### Try it
Report the lines of the material that carry the string "mountain".
--------------------------------
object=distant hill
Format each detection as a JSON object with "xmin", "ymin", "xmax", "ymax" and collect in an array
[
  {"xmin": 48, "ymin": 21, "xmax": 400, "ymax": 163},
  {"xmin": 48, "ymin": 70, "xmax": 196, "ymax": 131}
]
--------------------------------
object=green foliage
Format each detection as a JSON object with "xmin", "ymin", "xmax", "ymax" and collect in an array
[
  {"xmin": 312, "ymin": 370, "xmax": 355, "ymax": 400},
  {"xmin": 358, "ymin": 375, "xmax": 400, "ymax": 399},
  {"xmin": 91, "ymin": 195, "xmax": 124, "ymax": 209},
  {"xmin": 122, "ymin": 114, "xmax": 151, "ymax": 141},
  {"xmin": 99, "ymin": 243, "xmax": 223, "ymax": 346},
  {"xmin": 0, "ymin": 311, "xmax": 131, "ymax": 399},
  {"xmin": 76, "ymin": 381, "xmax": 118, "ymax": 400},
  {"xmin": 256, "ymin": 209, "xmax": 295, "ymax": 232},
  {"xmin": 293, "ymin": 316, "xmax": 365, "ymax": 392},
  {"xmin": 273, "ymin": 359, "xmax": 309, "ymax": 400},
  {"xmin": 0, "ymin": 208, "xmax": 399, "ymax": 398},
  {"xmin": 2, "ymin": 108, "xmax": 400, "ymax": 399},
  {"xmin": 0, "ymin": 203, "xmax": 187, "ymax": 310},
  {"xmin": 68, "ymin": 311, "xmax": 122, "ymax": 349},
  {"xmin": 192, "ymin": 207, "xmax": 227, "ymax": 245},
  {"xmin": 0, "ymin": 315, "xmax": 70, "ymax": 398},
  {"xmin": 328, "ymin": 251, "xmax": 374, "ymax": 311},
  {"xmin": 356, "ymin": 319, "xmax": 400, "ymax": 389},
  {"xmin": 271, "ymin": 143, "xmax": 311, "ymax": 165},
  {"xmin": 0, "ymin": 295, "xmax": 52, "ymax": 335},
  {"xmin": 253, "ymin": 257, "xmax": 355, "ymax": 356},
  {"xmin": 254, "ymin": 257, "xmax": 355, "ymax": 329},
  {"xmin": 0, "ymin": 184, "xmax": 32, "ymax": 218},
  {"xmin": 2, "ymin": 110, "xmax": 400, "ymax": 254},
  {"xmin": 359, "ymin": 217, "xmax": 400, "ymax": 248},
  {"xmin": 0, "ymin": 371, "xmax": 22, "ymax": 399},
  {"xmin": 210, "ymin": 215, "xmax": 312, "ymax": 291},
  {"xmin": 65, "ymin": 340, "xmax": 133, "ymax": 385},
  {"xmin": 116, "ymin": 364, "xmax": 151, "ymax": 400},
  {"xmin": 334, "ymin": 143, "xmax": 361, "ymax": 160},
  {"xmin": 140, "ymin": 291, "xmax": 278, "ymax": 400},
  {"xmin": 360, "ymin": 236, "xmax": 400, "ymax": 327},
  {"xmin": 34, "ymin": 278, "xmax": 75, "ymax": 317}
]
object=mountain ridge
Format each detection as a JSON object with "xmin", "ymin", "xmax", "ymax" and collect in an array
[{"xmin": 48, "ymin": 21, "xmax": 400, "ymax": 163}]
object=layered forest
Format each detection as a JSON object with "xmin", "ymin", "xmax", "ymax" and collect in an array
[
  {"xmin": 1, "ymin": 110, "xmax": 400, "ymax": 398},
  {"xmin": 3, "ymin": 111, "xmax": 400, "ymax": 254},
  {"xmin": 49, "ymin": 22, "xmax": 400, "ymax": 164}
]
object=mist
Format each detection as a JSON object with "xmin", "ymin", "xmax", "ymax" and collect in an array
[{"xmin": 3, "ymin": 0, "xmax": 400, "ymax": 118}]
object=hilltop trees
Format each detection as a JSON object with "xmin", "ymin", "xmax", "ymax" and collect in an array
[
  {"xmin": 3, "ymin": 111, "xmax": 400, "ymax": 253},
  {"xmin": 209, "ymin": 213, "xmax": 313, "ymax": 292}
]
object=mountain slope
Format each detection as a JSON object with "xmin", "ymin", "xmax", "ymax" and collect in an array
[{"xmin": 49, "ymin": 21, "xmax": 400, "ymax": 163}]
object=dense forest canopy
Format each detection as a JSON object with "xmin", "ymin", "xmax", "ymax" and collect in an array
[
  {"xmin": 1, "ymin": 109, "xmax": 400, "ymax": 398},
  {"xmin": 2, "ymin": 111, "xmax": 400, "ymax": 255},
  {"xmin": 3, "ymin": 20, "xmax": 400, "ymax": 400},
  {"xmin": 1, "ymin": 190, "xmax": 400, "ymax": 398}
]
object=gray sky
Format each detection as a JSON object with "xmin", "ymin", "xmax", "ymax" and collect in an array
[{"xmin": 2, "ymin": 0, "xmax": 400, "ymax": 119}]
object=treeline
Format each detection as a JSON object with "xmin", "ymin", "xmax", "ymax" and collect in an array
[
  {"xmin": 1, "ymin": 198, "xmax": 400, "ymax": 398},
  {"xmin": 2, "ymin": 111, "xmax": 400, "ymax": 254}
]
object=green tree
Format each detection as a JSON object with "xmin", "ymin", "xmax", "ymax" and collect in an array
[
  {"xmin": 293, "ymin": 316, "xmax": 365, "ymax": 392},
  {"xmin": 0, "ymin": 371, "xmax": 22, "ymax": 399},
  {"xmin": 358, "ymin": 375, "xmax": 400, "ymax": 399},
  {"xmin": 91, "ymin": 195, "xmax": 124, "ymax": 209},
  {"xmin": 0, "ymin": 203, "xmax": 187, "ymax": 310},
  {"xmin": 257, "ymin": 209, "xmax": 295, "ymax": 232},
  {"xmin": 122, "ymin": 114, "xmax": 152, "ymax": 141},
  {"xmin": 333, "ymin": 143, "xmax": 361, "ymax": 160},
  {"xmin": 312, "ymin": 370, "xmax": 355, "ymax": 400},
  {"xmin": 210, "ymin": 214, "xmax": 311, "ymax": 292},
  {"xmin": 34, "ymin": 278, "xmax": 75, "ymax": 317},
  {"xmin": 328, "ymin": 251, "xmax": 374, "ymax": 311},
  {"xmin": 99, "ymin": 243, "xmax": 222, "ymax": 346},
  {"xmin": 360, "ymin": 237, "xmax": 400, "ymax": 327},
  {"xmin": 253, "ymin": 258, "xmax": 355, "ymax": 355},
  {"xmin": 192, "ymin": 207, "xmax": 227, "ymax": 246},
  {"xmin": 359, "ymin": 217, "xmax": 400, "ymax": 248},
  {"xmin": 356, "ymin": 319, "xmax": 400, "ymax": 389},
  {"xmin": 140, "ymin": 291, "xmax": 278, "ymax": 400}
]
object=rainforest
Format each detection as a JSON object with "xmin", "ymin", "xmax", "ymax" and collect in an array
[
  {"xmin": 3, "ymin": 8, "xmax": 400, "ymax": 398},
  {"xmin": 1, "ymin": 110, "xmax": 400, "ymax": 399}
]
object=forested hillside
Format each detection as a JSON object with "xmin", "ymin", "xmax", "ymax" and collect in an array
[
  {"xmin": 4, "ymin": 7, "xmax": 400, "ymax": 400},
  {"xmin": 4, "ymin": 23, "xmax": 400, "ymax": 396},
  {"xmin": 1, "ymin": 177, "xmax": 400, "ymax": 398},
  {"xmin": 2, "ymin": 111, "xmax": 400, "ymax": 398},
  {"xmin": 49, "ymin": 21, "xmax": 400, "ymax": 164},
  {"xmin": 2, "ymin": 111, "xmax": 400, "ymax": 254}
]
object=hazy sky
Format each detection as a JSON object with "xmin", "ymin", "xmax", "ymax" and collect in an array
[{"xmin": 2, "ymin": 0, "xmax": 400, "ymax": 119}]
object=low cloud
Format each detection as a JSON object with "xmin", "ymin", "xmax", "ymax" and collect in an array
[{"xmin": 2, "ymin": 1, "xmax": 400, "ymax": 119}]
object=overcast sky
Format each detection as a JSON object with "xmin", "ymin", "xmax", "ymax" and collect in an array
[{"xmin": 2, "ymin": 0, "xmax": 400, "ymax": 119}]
--------------------------------
### Written answer
object=mountain ridge
object=mountain slope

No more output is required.